§ TASK PROMPT: Render every line of the records below as a Markdown table with the columns Row and Text. Give each line a row number and leave out blank lines.

======== MATERIAL

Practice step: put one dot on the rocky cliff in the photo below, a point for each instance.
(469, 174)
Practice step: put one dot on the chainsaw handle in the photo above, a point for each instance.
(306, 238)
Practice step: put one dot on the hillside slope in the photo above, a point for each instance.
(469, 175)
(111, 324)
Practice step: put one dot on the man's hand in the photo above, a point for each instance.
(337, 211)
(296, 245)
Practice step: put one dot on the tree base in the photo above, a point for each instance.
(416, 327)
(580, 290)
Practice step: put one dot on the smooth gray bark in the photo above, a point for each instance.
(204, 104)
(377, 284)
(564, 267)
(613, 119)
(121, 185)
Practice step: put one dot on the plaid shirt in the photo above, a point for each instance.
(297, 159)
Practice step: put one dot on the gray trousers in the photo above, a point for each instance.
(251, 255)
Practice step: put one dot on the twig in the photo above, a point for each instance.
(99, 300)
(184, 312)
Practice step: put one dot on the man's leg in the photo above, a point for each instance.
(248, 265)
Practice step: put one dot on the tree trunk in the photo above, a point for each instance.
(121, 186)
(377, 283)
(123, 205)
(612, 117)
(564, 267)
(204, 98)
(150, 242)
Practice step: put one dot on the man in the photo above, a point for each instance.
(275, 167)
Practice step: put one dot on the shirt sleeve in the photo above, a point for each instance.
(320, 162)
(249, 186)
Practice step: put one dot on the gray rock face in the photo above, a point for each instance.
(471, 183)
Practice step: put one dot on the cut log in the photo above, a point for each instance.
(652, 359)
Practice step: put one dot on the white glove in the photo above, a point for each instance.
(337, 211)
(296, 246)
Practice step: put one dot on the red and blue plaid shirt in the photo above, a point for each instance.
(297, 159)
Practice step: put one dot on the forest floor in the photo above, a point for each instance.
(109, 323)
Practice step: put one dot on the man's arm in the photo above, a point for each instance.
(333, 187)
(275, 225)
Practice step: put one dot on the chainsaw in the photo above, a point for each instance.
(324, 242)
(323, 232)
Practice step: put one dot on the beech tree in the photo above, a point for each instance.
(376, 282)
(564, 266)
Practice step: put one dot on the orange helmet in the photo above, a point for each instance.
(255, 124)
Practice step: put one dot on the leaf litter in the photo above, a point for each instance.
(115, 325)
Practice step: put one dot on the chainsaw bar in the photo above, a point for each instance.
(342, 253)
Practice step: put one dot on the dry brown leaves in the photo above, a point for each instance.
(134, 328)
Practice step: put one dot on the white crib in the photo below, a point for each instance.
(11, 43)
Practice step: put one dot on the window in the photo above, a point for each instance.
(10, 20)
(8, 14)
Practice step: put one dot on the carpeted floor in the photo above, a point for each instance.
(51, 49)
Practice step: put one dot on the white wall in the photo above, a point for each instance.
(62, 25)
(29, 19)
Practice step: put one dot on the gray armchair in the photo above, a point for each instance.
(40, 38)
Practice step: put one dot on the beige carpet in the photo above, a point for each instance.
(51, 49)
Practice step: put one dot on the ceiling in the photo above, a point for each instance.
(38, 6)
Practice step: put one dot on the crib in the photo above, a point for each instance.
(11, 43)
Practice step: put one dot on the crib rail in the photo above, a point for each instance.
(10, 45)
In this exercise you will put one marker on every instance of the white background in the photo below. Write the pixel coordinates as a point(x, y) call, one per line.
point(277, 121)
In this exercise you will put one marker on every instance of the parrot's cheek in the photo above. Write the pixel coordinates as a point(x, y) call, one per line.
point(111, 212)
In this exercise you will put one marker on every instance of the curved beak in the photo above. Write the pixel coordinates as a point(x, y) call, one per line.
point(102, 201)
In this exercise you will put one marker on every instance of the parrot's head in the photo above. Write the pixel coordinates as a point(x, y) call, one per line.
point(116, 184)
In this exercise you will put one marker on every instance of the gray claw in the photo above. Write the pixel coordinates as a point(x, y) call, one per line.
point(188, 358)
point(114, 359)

================

§ SOLUTION TO THE PROBLEM:
| Row | Text |
|---|---|
| 1 | Practice step: put one dot on the rocky cliff in the photo below, a point for each instance. |
| 2 | (469, 174) |
| 3 | Practice step: put one dot on the chainsaw handle in the photo above, a point for each instance. |
| 4 | (306, 238) |
| 5 | Practice step: put one dot on the hillside slope in the photo above, a point for each instance. |
| 6 | (469, 175) |
| 7 | (111, 324) |
| 8 | Practice step: put one dot on the man's hand in the photo above, a point for each instance. |
| 9 | (337, 211) |
| 10 | (296, 245) |
| 11 | Practice step: put one dot on the tree base in the photo above, a point for each instance. |
| 12 | (416, 327) |
| 13 | (580, 290) |
| 14 | Practice step: put one dot on the smooth gray bark in the photo above, a point for each instance. |
| 15 | (204, 104) |
| 16 | (377, 284) |
| 17 | (564, 267) |
| 18 | (613, 119) |
| 19 | (121, 185) |
| 20 | Practice step: put one dot on the plaid shirt in the photo above, a point for each instance. |
| 21 | (297, 159) |
| 22 | Practice step: put one dot on the gray trousers in the photo above, a point for each instance. |
| 23 | (251, 255) |
| 24 | Practice step: put one dot on the twig in the photo above, a point for each instance. |
| 25 | (99, 300) |
| 26 | (184, 312) |
| 27 | Practice step: put one dot on the man's leg in the photo above, a point for each instance. |
| 28 | (248, 265) |
| 29 | Practice step: put one dot on the tree trunk in the photo above, a point for each instance. |
| 30 | (121, 186) |
| 31 | (377, 283) |
| 32 | (123, 205) |
| 33 | (612, 117) |
| 34 | (564, 267) |
| 35 | (204, 98) |
| 36 | (150, 242) |
| 37 | Practice step: put one dot on the man in the photo above, a point for each instance. |
| 38 | (275, 167) |
| 39 | Practice step: put one dot on the shirt sleeve in the photo above, a point for each instance. |
| 40 | (320, 162) |
| 41 | (249, 186) |
| 42 | Practice step: put one dot on the gray rock face in the photo above, a point for each instance. |
| 43 | (471, 183) |
| 44 | Practice step: put one dot on the cut log in the photo above, a point for each instance. |
| 45 | (652, 359) |
| 46 | Practice step: put one dot on the white glove in the photo above, a point for each instance. |
| 47 | (337, 211) |
| 48 | (296, 246) |
| 49 | Practice step: put one dot on the red and blue plaid shirt in the photo above, a point for each instance. |
| 50 | (297, 159) |
| 51 | Practice step: put one dot on the forest floor in the photo above, a point for each instance. |
| 52 | (109, 323) |
| 53 | Practice step: put one dot on the man's arm in the photo above, a point for each instance. |
| 54 | (333, 187) |
| 55 | (275, 225) |
| 56 | Practice step: put one dot on the chainsaw in the photo above, a point for each instance. |
| 57 | (324, 242) |
| 58 | (323, 232) |
| 59 | Practice step: put one dot on the beech tree in the photo above, a point for each instance. |
| 60 | (376, 282) |
| 61 | (564, 266) |
| 62 | Practice step: put one dot on the orange helmet in the photo above, a point for each instance. |
| 63 | (255, 124) |
| 64 | Practice step: put one dot on the leaf litter in the photo above, a point for each instance. |
| 65 | (115, 325) |
| 66 | Practice step: put one dot on the chainsaw bar in the photo above, a point for each instance. |
| 67 | (342, 253) |
| 68 | Practice step: put one dot on the dry brown leaves in the photo above, a point for each instance. |
| 69 | (134, 328) |
| 70 | Practice step: put one dot on the white crib in the photo below, a point for each instance. |
| 71 | (11, 43) |
| 72 | Practice step: put one dot on the window in the photo above, a point for each instance. |
| 73 | (10, 20) |
| 74 | (8, 14) |
| 75 | Practice step: put one dot on the carpeted floor in the photo above, a point for each instance. |
| 76 | (51, 49) |
| 77 | Practice step: put one dot on the white wall in the photo above, a point for each instance. |
| 78 | (62, 25) |
| 79 | (29, 19) |
| 80 | Practice step: put one dot on the gray armchair in the photo above, a point for each instance. |
| 81 | (40, 38) |
| 82 | Practice step: put one dot on the beige carpet in the photo above, a point for each instance. |
| 83 | (51, 49) |
| 84 | Practice step: put one dot on the ceiling in the photo above, a point for each instance. |
| 85 | (38, 6) |
| 86 | Practice step: put one dot on the crib in the photo above, a point for each instance. |
| 87 | (11, 43) |
| 88 | Practice step: put one dot on the crib rail in the photo above, a point for each instance. |
| 89 | (10, 45) |
| 90 | In this exercise you will put one marker on every instance of the white background in the photo below. Write the pixel coordinates as a point(x, y) call, one per line. |
| 91 | point(277, 121) |
| 92 | In this exercise you will put one marker on every instance of the parrot's cheek in the photo above. Write the pixel coordinates as a point(x, y) call, one per line. |
| 93 | point(111, 212) |
| 94 | In this exercise you will put one marker on every instance of the curved beak in the photo above. Write the pixel coordinates as a point(x, y) call, one per line. |
| 95 | point(102, 201) |
| 96 | In this exercise you will put one marker on every instance of the parrot's head in the photo above. Write the pixel coordinates as a point(x, y) call, one per line. |
| 97 | point(116, 184) |
| 98 | In this exercise you will put one marker on every instance of the gray claw in the photo above. Write the pixel coordinates as a point(x, y) call, one per line. |
| 99 | point(188, 358) |
| 100 | point(114, 359) |